**INSTRUCTIONS FOR THE TASK**
Find the string "reflection" in the listing below and return each line it appears in.

%%

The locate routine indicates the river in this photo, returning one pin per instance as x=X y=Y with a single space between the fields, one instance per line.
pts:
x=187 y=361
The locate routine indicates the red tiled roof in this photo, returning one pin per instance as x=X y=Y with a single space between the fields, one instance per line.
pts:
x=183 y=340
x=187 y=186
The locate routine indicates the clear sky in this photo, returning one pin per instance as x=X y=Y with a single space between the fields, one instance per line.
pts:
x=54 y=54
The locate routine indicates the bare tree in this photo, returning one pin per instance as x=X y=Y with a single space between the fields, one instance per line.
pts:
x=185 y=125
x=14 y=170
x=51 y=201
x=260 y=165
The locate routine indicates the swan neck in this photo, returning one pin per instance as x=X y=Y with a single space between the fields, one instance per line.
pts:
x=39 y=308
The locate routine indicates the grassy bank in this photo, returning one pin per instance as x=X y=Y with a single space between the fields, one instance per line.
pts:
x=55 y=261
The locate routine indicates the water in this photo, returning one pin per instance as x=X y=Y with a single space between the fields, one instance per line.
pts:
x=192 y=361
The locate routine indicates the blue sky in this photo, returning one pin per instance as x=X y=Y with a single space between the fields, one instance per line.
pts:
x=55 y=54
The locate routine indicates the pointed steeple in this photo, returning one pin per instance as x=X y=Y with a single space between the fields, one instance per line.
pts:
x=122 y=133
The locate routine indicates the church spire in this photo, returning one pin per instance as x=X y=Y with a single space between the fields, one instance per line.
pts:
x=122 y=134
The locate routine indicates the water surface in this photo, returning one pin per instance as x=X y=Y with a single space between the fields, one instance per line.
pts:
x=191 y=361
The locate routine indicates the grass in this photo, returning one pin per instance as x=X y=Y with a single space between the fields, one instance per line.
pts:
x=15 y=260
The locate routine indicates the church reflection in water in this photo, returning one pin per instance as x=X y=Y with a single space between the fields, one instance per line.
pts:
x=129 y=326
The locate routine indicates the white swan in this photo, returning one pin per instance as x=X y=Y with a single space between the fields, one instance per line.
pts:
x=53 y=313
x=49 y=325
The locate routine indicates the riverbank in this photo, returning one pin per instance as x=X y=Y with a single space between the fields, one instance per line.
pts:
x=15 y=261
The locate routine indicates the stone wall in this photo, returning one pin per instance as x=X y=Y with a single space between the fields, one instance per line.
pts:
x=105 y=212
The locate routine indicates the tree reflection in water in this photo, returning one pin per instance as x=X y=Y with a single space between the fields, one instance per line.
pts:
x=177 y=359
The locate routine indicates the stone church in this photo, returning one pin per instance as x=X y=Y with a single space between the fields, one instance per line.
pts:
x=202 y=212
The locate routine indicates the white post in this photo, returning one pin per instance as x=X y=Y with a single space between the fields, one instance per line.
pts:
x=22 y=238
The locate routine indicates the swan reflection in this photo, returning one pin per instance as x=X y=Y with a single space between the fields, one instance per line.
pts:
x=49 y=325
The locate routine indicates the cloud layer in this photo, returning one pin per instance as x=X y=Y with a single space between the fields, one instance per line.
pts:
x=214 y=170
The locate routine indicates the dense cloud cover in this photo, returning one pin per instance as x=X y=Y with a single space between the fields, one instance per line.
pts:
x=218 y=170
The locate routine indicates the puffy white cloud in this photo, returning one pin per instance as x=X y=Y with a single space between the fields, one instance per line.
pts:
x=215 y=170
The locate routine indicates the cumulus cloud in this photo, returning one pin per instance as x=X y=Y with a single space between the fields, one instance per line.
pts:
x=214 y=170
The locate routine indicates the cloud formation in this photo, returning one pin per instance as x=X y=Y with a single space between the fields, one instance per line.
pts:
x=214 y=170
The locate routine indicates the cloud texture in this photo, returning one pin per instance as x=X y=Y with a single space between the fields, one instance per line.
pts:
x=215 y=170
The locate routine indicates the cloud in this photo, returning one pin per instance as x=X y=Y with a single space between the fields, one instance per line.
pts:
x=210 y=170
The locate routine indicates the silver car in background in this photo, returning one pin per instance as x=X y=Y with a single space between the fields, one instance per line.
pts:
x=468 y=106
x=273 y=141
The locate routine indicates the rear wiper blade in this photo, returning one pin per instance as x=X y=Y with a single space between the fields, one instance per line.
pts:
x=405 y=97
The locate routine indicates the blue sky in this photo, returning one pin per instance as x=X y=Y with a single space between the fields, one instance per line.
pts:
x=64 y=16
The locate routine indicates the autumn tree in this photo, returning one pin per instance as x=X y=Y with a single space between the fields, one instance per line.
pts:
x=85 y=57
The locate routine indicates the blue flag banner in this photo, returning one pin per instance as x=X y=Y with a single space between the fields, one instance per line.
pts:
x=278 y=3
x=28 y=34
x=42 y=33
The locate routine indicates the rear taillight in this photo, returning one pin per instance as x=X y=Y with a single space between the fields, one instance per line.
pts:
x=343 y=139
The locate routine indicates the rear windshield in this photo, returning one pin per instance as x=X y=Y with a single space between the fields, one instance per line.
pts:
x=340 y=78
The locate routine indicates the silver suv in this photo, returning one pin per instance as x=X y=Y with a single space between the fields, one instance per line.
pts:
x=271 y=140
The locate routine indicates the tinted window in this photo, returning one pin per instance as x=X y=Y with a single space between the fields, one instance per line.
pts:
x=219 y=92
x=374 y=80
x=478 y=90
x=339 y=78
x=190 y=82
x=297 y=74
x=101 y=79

%%
%%

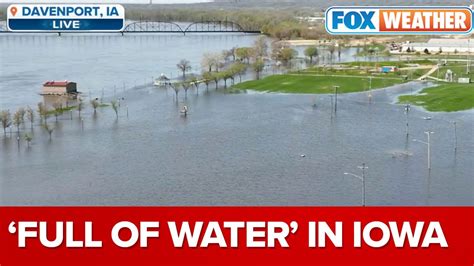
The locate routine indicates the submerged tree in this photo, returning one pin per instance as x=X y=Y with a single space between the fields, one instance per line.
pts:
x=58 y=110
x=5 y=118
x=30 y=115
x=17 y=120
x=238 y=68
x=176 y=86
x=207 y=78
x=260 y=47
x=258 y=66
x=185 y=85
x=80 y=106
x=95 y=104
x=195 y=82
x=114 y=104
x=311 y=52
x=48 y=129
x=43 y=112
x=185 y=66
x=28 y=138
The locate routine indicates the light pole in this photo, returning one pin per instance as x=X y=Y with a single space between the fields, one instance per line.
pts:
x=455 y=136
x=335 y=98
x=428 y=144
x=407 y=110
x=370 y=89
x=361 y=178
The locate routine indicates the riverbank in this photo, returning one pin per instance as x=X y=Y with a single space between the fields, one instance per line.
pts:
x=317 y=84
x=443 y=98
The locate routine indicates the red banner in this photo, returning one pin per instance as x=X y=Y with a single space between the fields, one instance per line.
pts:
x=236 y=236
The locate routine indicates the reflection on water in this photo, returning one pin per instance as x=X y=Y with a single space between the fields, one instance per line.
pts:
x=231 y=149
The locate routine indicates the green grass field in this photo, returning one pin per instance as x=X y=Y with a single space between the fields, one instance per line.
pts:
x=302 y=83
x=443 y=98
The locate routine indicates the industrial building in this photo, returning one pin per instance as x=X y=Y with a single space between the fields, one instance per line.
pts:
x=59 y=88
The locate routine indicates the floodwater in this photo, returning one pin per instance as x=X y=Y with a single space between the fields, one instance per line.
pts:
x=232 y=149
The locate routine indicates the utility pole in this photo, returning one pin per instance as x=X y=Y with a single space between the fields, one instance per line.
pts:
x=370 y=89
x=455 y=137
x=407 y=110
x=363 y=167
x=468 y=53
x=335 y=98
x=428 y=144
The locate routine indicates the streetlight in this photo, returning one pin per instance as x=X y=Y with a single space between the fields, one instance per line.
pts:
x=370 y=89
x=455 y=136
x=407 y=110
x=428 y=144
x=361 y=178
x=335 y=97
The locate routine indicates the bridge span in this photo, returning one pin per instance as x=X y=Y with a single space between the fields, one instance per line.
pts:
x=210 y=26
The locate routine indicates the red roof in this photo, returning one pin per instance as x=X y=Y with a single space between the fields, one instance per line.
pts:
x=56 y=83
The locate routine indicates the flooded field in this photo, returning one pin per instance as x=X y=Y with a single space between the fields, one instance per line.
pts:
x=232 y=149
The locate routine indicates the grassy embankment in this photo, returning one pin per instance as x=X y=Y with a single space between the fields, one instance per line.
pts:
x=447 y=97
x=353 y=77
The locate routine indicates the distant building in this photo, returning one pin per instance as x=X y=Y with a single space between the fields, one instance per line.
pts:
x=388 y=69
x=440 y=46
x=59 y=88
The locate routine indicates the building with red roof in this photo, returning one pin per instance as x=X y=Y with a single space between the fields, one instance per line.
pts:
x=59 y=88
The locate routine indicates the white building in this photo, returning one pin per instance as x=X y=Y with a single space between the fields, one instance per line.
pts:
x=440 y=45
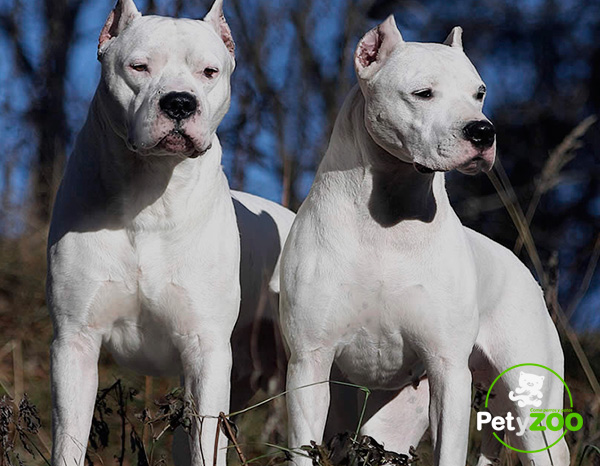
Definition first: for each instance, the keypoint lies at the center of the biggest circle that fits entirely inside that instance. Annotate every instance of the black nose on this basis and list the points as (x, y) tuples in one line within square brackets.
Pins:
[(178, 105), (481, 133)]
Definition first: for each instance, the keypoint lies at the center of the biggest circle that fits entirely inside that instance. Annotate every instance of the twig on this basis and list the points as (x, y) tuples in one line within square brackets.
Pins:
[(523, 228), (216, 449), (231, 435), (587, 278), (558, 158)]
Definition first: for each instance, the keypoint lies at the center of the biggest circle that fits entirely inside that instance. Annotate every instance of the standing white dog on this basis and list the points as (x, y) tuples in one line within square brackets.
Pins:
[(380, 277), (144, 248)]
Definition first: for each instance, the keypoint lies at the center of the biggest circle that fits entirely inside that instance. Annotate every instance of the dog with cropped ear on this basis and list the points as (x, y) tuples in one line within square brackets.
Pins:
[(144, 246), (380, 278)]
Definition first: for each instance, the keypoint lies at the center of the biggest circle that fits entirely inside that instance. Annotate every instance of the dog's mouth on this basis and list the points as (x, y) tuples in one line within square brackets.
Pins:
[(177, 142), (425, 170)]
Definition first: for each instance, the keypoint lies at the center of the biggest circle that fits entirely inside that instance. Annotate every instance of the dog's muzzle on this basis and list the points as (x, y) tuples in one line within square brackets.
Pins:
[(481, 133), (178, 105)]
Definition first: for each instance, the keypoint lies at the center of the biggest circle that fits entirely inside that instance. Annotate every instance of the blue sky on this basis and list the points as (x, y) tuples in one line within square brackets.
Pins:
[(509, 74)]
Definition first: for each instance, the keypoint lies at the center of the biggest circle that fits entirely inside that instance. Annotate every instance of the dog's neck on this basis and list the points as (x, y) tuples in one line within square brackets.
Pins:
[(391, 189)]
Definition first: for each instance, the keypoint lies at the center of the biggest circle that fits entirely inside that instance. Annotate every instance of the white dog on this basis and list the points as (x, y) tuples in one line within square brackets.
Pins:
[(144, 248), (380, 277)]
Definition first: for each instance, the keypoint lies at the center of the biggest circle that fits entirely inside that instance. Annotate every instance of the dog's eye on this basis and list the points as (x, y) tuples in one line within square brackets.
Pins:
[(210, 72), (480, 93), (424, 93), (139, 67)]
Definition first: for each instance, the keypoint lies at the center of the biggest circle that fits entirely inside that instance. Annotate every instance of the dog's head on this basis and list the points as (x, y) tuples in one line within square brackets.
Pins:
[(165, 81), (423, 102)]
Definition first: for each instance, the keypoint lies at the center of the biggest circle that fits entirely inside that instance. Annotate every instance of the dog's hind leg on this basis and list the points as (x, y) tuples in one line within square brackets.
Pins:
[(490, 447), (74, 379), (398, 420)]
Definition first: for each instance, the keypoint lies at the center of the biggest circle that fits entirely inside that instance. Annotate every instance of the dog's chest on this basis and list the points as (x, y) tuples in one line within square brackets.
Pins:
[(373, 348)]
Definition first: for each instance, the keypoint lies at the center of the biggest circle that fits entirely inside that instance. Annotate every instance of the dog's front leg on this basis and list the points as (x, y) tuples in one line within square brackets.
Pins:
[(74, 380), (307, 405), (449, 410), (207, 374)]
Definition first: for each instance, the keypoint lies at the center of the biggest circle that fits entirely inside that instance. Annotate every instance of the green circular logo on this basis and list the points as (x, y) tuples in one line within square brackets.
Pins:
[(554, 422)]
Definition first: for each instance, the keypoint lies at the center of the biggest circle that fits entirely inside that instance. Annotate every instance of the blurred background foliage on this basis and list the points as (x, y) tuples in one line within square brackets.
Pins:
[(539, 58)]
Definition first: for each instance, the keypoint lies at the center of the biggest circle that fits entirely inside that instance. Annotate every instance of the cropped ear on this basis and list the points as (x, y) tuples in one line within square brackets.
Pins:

%%

**ANSWER FOR THE TASK**
The locate routine indicates the church reflection in water in this photo, returning one pin per instance as x=X y=Y with a single space between the fields, one instance per line.
The locate routine indicates the tree reflection in water in this photo, returning one pin per instance as x=X y=Y with a single space between the fields, one instance per line.
The locate routine indicates the swan reflection in this photo, returning one pin per instance as x=X y=Y with a single space between the fields, one instance per line.
The locate routine indicates the reflection on water in this photo, returning one pin per instance as x=X y=Y with a single space between the fields, one instance per line.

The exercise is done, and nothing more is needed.